In re Edward C. HANKINS, Christine B. Hankins, P.O. Box 188, Tazewell, Va. 24541, Debtors.
Bankruptcy No. 7-86-00569-A.United States Bankruptcy Court, W.D. Virginia, Abingdon Division.
July 1, 1986.Bess & Krippendorf, Roanoke, Va., for debtors.
James E. Nunley, Bristol, Va., Trustee.
*832 MEMORANDUM OPINION
H. CLYDE PEARSON, Bankruptcy Judge.
The issue before the Court is confirmation of the Debtors' Chapter 13 Plan and whether the standing Trustee's statutory percentage fee and expenses of Section 1302(e) are to be charged against disbursements made by the debtor as well as by the Trustee.

Stated exercise
Edit the bankruptcy opinion, giving everything from "July 1, 1986.Bess" down to "PEARSON, Bankruptcy Judge." again with "Bristol" changed to "Abingdon". The records that follow the bankruptcy opinion are separate material.

Records from a collection
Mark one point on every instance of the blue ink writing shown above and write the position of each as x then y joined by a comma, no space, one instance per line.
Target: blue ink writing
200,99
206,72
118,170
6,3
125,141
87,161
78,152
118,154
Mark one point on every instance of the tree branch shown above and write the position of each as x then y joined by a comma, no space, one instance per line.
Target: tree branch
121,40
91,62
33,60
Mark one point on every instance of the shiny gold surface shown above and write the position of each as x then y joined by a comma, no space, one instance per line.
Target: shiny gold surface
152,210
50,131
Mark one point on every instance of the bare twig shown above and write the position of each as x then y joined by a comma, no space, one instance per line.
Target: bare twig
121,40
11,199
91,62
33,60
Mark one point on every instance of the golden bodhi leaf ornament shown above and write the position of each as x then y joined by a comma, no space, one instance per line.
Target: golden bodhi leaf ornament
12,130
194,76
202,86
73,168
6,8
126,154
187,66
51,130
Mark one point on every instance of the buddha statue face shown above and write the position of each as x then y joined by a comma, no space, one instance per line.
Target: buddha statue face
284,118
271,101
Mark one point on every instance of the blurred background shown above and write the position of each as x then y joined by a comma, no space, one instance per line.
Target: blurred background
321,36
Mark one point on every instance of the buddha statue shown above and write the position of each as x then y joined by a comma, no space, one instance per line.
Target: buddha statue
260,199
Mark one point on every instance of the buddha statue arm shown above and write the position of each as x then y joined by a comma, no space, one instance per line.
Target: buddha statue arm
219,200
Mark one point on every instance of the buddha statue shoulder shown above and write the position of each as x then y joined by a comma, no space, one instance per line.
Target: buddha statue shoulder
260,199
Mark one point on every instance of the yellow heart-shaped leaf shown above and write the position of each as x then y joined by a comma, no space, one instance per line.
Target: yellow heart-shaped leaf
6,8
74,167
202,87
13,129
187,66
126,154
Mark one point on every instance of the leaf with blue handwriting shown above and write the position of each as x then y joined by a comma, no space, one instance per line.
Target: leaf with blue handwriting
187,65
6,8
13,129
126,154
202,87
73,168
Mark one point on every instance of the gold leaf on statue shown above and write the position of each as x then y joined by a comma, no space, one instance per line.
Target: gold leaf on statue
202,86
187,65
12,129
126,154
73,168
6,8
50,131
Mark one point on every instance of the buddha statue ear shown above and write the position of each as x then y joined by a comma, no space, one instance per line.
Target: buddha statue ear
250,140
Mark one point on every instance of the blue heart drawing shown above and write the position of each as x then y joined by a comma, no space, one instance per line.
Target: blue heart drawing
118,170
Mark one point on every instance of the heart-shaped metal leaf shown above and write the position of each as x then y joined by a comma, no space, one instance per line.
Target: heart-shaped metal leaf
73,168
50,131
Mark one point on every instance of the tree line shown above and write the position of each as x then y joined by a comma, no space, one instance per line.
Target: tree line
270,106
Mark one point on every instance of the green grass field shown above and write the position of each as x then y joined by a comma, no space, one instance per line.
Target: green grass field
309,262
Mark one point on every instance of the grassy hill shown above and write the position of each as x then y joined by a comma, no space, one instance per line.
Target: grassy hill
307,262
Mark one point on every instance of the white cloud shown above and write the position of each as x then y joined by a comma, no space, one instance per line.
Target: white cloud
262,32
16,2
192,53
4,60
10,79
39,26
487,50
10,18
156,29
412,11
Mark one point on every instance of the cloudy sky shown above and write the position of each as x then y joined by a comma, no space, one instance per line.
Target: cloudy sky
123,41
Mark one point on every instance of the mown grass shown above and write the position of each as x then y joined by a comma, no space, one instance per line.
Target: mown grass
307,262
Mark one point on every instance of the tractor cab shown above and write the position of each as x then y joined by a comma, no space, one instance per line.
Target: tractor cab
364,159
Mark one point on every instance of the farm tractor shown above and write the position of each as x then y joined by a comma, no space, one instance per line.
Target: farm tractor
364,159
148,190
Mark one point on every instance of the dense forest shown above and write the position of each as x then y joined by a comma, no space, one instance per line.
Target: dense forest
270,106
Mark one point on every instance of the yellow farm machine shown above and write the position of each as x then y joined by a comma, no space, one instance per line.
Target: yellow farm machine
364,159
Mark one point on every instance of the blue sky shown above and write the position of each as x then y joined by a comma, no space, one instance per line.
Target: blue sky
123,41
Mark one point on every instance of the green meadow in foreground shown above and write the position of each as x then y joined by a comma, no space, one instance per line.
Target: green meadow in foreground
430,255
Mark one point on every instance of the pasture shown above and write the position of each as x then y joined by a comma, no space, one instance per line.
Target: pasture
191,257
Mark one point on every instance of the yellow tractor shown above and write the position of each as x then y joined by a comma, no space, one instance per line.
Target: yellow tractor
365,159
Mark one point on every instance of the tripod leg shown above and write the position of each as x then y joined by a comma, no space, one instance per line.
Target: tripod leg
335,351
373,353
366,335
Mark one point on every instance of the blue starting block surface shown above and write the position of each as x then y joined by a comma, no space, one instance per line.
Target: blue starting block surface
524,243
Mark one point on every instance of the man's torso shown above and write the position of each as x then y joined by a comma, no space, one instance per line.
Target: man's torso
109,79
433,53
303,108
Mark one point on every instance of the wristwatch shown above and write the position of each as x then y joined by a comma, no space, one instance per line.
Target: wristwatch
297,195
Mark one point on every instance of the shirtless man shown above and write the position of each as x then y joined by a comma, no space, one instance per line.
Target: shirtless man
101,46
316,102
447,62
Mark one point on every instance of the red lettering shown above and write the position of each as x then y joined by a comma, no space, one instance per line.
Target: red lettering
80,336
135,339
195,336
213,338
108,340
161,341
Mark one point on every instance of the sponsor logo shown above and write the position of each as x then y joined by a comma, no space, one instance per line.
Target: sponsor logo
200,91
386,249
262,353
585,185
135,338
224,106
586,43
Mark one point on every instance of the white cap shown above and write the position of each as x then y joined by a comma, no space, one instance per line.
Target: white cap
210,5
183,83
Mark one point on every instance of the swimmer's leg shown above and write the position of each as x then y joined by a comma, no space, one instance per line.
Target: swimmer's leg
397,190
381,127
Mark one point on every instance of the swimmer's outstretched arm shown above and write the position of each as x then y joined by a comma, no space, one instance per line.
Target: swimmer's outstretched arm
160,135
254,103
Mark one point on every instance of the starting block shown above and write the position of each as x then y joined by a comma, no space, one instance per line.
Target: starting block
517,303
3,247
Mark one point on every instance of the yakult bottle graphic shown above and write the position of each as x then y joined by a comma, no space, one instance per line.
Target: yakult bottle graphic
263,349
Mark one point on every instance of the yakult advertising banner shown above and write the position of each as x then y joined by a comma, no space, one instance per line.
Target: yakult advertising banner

Exercise answer
July 1, 1986.Bess & Krippendorf, Roanoke, Va., for debtors.
James E. Nunley, Abingdon, Va., Trustee.
*832 MEMORANDUM OPINION
H. CLYDE PEARSON, Bankruptcy Judge.